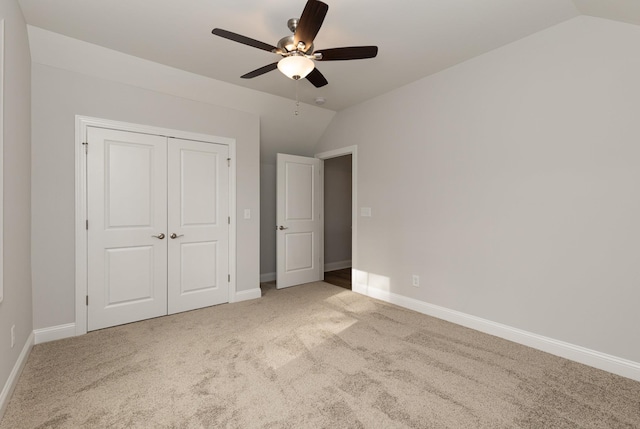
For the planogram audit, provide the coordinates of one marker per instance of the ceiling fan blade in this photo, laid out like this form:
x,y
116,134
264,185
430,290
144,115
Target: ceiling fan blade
x,y
242,39
316,78
310,22
350,53
260,71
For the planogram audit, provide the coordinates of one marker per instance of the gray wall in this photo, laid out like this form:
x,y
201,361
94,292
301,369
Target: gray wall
x,y
510,184
337,209
59,95
268,219
16,307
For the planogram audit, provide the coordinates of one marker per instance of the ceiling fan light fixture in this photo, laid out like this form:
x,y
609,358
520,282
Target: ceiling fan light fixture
x,y
296,66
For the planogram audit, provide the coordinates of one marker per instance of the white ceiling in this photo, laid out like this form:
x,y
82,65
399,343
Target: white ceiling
x,y
416,38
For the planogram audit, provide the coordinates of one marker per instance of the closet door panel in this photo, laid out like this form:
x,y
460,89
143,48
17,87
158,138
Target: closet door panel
x,y
198,225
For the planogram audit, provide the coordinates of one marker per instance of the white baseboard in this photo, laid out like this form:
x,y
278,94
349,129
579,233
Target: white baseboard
x,y
10,385
55,333
246,295
613,364
340,265
267,277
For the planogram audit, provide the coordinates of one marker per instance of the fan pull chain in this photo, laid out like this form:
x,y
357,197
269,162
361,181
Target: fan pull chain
x,y
296,112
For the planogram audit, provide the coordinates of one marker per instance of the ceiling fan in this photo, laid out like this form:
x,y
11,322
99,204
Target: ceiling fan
x,y
298,51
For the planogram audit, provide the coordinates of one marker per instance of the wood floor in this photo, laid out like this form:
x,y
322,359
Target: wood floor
x,y
340,278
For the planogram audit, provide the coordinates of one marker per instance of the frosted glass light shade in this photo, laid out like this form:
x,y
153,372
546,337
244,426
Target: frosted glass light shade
x,y
296,66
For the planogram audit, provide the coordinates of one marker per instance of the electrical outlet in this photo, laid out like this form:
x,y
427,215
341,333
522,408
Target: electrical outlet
x,y
415,280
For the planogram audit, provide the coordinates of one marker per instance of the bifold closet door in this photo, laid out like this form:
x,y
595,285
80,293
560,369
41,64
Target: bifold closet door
x,y
127,225
198,225
158,227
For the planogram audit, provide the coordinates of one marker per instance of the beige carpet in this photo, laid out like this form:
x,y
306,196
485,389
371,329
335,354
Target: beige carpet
x,y
313,356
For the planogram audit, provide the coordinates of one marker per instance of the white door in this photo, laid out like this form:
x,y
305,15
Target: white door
x,y
198,225
298,220
127,208
158,231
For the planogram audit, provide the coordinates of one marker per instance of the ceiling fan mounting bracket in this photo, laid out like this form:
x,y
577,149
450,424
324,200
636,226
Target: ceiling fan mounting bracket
x,y
287,45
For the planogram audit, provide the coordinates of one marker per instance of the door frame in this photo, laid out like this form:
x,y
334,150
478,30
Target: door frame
x,y
353,151
81,234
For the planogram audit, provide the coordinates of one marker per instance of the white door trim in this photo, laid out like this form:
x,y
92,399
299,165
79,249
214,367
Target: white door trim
x,y
82,122
353,151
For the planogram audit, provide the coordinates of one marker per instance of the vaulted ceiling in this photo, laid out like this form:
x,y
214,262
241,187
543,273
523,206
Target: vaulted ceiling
x,y
416,38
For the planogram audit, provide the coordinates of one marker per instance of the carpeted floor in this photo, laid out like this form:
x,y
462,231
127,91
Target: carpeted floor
x,y
312,356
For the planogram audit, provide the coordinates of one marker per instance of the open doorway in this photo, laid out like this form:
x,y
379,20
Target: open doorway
x,y
338,205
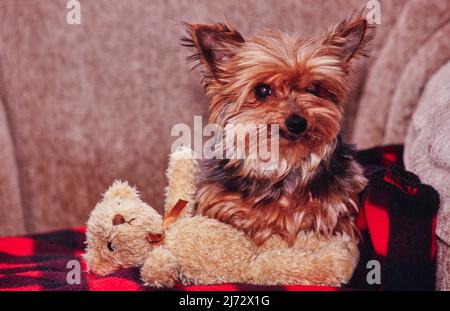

* WORK REQUIRED *
Give everything from the line containing "mounting bracket in" down to the end of the data as a numbered list, leaving out blank lines and pictures.

* FINISHED ANSWER *
1. For the planogram audit, provide the coordinates of one marker per instance of the ceiling fan mounting bracket in this photo, laid out like this form:
2. x,y
3. 577,149
4. 450,424
5. 324,200
6. 636,226
7. Target: ceiling fan mounting bracket
8. x,y
9. 287,45
10. For the planogram audit, provide the coordinates of one marker per instance of the door frame in this photo, laid out like this form:
11. x,y
12. 334,150
13. 478,30
14. Target: door frame
15. x,y
16. 353,151
17. 81,234
18. For the planogram audit, provide the coordinates of one marker per instance of the white door trim in this photo, laid out like this form:
19. x,y
20. 92,399
21. 299,165
22. 79,249
23. 214,367
24. Target: white door trim
25. x,y
26. 82,122
27. 353,151
28. For the planogram audit, provide the coordinates of one marker per instance of the vaulted ceiling in this photo, laid out like this form:
29. x,y
30. 214,262
31. 241,187
32. 543,273
33. 523,206
34. Target: vaulted ceiling
35. x,y
36. 416,38
37. For the planogram audit, provide the coordinates of one marker per instance of the carpeted floor in this photo, laid out like this form:
38. x,y
39. 462,231
40. 127,91
41. Target: carpeted floor
42. x,y
43. 312,356
44. For the planogram audit, provide the coordinates of one marker per instance of the open doorway in this photo, laid out like this form:
45. x,y
46. 379,20
47. Target: open doorway
48. x,y
49. 338,205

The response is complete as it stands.